# GIVEN REQUEST
Count how many of the lines below contain the string "mirror", matching case exactly, and give only that number.

# LISTING

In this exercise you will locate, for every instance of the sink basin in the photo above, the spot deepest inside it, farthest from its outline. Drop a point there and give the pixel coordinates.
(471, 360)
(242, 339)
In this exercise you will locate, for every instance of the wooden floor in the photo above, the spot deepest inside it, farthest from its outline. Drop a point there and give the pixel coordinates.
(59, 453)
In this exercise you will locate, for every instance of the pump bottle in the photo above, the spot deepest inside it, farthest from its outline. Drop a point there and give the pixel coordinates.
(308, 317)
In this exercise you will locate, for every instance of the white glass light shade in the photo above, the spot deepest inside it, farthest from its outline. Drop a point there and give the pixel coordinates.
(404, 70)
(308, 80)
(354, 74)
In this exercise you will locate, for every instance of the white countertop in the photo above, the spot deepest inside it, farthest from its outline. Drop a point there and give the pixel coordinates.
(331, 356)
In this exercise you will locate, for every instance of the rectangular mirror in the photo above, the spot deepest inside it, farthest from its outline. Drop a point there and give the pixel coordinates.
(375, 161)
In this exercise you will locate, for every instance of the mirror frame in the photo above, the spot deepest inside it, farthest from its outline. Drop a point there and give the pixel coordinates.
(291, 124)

---

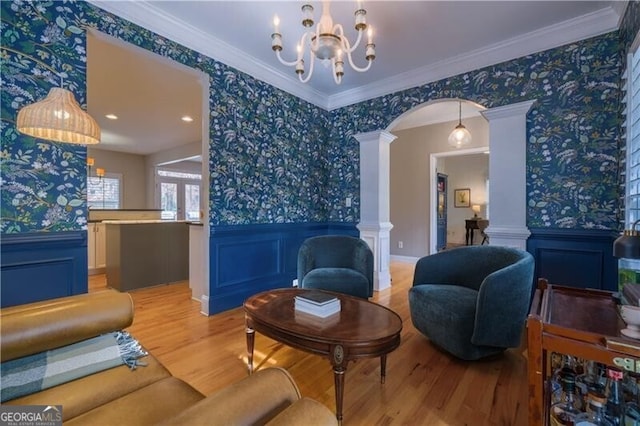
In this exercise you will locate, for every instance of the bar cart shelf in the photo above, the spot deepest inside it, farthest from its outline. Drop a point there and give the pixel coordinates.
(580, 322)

# EXERCISE OUTPUT
2